DIRECTIVE – Return each line below that contains the word "large", copied in full and in its original order.

---------- ENTRIES SHOWN ----------

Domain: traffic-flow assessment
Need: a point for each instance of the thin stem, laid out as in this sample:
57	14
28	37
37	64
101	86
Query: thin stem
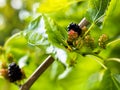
44	65
26	86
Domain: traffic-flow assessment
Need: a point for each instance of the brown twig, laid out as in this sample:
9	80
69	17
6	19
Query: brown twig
45	65
83	22
26	86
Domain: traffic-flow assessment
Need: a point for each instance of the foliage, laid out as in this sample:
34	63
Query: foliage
78	67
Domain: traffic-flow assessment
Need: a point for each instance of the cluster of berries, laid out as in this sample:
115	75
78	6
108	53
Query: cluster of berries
13	73
75	33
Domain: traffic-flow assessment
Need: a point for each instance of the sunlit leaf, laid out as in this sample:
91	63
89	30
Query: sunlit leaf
97	9
52	6
112	50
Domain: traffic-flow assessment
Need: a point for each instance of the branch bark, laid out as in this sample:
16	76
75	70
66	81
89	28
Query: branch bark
45	65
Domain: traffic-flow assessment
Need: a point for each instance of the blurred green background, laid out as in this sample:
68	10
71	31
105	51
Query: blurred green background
15	15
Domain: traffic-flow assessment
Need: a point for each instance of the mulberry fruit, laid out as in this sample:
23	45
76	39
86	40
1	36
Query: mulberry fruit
14	72
74	27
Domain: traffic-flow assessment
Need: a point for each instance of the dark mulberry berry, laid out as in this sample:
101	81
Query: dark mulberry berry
75	27
14	72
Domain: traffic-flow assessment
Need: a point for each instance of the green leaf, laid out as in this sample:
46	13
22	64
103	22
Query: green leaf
97	9
113	64
44	31
107	82
116	78
49	6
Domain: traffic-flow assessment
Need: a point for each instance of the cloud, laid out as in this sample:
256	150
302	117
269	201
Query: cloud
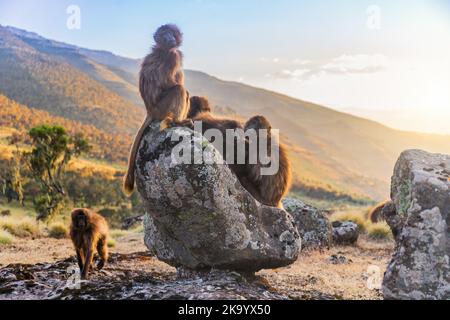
269	60
342	65
356	64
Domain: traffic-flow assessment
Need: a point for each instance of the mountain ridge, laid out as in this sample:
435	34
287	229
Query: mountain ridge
329	148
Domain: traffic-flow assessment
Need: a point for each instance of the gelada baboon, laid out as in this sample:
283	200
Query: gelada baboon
200	110
161	85
267	189
89	232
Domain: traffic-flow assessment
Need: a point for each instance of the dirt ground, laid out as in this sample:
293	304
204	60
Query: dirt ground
337	273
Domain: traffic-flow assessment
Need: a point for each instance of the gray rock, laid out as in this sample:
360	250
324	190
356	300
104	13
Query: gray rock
345	232
312	224
200	217
421	193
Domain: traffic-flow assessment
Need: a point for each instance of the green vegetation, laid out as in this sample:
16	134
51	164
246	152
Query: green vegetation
358	217
23	228
58	230
52	151
379	231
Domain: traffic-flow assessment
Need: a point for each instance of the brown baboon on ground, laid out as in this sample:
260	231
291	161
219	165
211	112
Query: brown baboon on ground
89	232
267	189
161	86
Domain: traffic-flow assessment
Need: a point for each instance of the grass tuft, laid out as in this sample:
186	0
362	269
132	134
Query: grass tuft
356	217
6	238
58	230
117	234
379	231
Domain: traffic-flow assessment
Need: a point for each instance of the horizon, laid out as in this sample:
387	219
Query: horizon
396	73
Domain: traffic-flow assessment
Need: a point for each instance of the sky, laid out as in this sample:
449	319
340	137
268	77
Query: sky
384	60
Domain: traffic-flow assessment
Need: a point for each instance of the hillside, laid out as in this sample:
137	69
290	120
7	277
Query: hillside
109	147
331	151
43	81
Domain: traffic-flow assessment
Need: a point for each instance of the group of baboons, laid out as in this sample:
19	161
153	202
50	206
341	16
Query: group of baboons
167	101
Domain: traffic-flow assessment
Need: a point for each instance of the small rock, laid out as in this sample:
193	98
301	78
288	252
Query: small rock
345	232
312	224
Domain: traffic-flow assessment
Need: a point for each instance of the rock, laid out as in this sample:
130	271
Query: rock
312	224
127	277
338	259
345	232
421	193
199	216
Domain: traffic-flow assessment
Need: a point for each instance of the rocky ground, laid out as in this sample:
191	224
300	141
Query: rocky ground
43	269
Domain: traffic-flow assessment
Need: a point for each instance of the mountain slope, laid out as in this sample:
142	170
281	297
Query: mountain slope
109	147
329	149
39	80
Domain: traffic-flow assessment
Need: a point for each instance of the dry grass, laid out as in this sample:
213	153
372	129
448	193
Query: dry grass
23	228
117	234
6	238
354	216
58	230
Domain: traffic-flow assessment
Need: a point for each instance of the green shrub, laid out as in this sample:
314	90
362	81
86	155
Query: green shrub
356	217
6	238
379	231
24	228
58	230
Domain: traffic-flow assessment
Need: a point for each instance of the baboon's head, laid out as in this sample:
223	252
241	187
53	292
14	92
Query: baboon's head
258	123
168	37
80	219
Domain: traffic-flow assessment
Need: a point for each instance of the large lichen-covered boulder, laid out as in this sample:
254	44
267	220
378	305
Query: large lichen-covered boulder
199	216
312	224
420	266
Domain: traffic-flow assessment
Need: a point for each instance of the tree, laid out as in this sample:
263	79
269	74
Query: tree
11	176
52	151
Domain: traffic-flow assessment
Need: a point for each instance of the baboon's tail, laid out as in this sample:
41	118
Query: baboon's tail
128	183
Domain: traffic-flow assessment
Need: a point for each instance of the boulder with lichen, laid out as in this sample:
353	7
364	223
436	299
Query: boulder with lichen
420	219
198	214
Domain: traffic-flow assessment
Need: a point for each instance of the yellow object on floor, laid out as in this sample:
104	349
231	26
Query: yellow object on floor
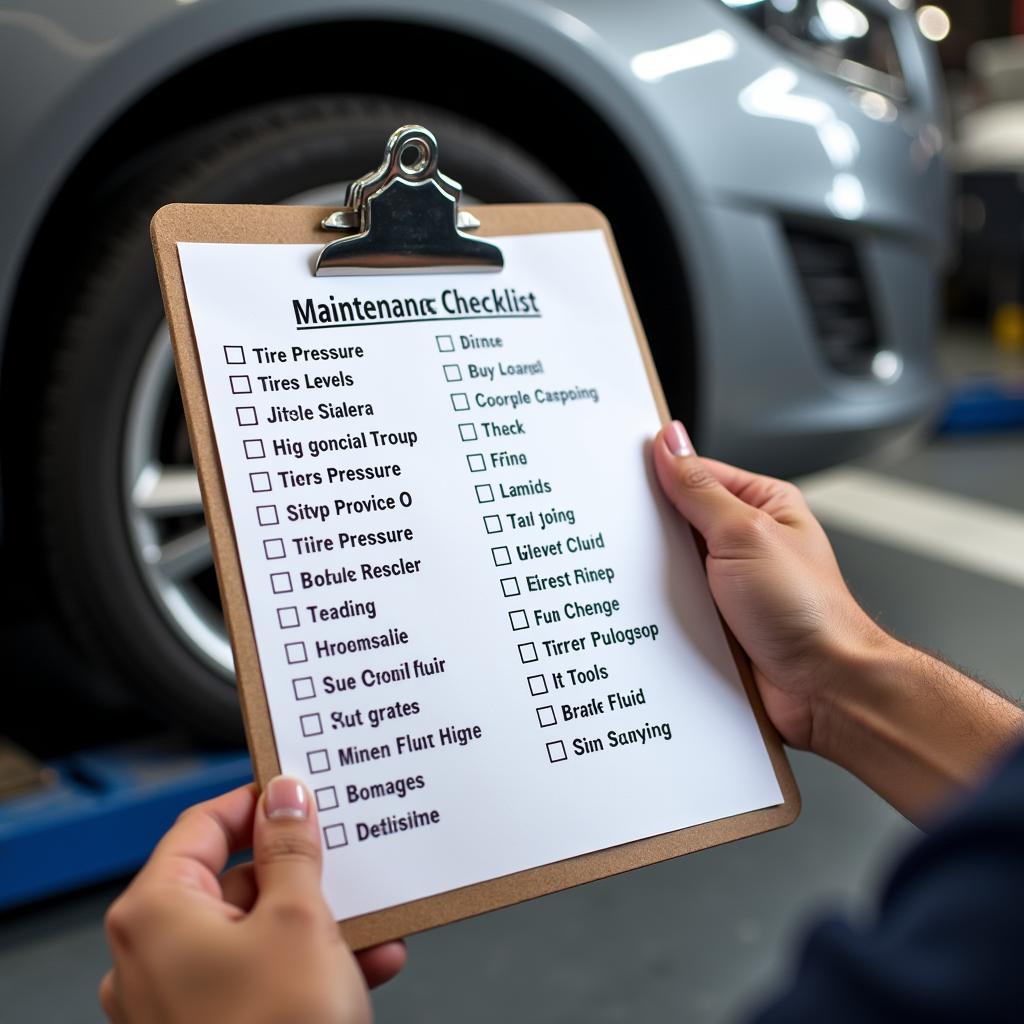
1008	327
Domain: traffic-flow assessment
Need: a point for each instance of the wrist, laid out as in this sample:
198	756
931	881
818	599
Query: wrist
862	666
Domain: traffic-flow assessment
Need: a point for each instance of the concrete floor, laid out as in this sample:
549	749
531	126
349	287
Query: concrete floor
697	939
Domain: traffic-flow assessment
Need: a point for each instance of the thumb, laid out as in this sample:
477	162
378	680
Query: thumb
286	842
690	486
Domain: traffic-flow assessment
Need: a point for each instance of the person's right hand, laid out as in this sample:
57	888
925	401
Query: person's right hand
775	580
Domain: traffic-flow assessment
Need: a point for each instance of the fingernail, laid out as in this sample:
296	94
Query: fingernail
677	439
286	798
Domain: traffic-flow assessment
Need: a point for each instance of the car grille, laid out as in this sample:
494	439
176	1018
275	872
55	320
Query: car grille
838	296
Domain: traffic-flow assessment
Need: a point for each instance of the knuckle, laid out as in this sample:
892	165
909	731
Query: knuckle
295	913
696	477
743	532
119	922
289	844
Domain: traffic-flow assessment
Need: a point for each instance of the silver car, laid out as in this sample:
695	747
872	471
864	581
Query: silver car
772	169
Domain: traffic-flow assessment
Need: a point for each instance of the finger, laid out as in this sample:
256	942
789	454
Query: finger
238	887
694	491
110	1000
195	850
382	963
782	501
286	843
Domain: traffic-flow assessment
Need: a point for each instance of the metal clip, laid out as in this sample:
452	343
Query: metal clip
407	217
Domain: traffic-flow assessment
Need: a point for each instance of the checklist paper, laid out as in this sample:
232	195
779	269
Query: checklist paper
486	640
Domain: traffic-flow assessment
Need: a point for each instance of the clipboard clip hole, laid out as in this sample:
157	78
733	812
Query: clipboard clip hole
404	218
415	158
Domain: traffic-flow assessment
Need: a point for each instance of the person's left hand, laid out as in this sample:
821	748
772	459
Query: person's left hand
255	944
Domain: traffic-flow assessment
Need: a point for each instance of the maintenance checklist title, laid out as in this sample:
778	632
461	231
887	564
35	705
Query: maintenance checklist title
451	304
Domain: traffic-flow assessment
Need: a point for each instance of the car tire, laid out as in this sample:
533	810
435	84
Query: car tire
114	536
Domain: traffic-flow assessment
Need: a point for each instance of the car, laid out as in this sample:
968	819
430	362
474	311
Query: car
773	171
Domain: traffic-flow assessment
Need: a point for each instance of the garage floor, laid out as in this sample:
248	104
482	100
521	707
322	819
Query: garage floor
700	938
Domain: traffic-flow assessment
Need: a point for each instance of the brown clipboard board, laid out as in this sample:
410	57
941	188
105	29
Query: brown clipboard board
280	224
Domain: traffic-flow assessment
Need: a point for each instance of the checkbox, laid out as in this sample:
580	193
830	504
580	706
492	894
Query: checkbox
538	685
527	652
335	836
556	752
518	620
267	515
296	652
327	798
312	725
546	716
303	687
288	619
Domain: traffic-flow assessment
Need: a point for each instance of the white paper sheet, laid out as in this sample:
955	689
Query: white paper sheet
486	641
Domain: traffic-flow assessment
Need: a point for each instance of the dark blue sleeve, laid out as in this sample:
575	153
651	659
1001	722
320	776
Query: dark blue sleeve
947	943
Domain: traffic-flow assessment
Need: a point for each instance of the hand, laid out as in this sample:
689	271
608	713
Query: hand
913	728
775	581
256	944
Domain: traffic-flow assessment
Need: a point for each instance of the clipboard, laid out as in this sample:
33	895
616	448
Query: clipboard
404	218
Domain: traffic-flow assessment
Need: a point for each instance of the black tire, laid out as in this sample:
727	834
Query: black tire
259	156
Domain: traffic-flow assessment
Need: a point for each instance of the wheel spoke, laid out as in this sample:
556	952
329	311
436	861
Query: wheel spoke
185	556
165	491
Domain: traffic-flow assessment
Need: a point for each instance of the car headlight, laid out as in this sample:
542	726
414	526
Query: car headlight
839	36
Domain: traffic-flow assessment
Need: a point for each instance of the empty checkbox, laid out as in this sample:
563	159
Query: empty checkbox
556	752
518	620
281	583
303	688
296	652
335	836
546	716
327	798
527	652
288	619
312	725
538	684
274	548
267	515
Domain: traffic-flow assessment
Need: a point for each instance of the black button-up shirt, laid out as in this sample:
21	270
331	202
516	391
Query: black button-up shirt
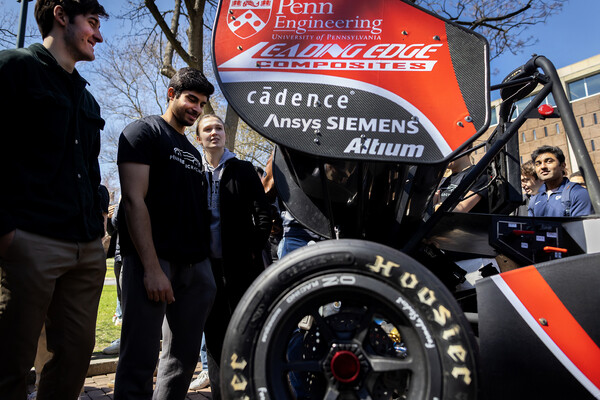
49	145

----------

TASK SOLUTION –
Need: a point for each instance of the large lichen-covered boulder, laid out as in this sample:
Query: large lichen-covered boulder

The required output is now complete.